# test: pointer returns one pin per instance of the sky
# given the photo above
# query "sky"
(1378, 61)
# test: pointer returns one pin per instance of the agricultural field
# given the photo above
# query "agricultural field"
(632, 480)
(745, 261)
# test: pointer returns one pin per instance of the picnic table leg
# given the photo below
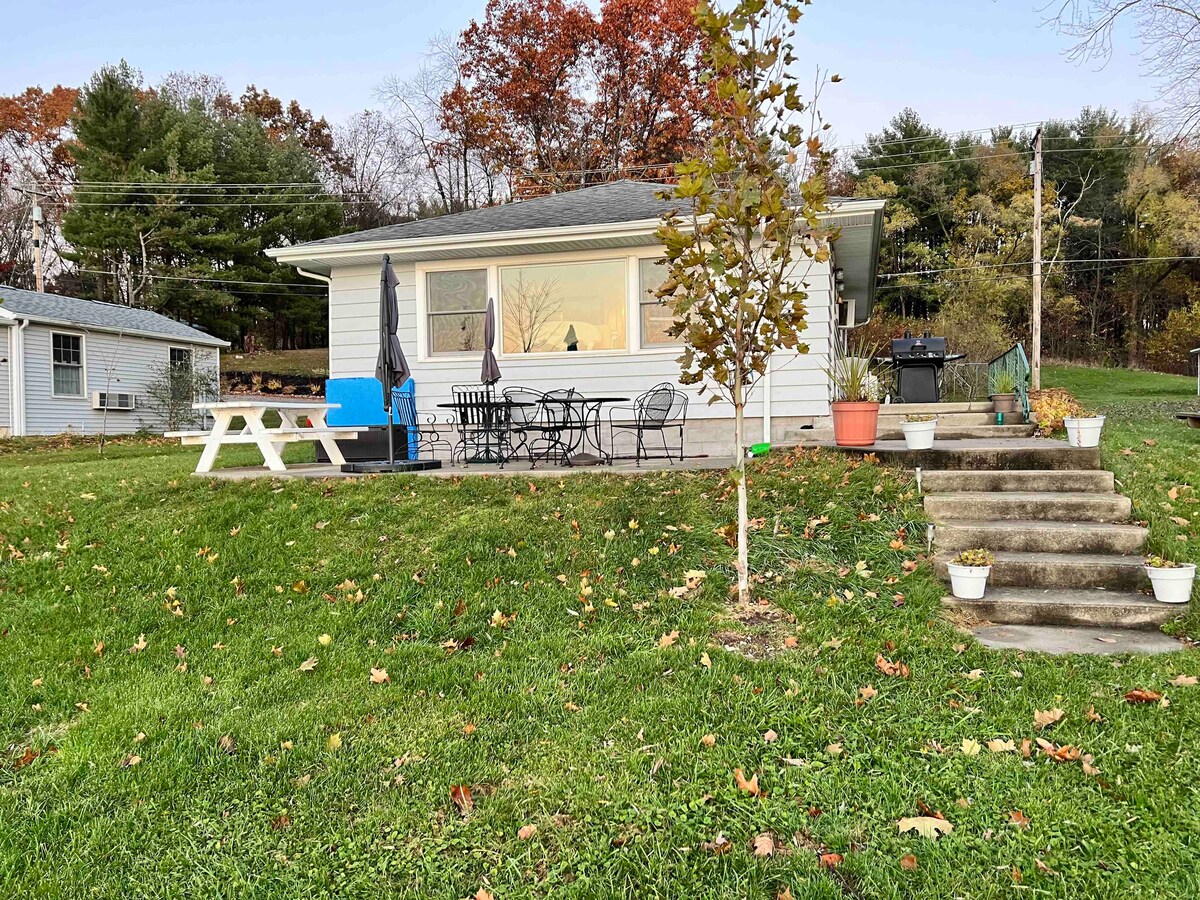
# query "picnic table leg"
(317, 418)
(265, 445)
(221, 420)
════════════════════
Output a verbatim copy of the entries and skip the pictures.

COMPLETED EXERCISE
# test: pointer returns one pin per instance of the sky
# given the photo above
# query "sky"
(1378, 61)
# test: pointer returns one pin per instance of the agricultural field
# given the photo above
# query "agricultural field"
(632, 480)
(745, 261)
# test: pointer returns one pin per instance of the picnic table leg
# given the photo below
# query "picnic table leg"
(317, 418)
(265, 445)
(221, 420)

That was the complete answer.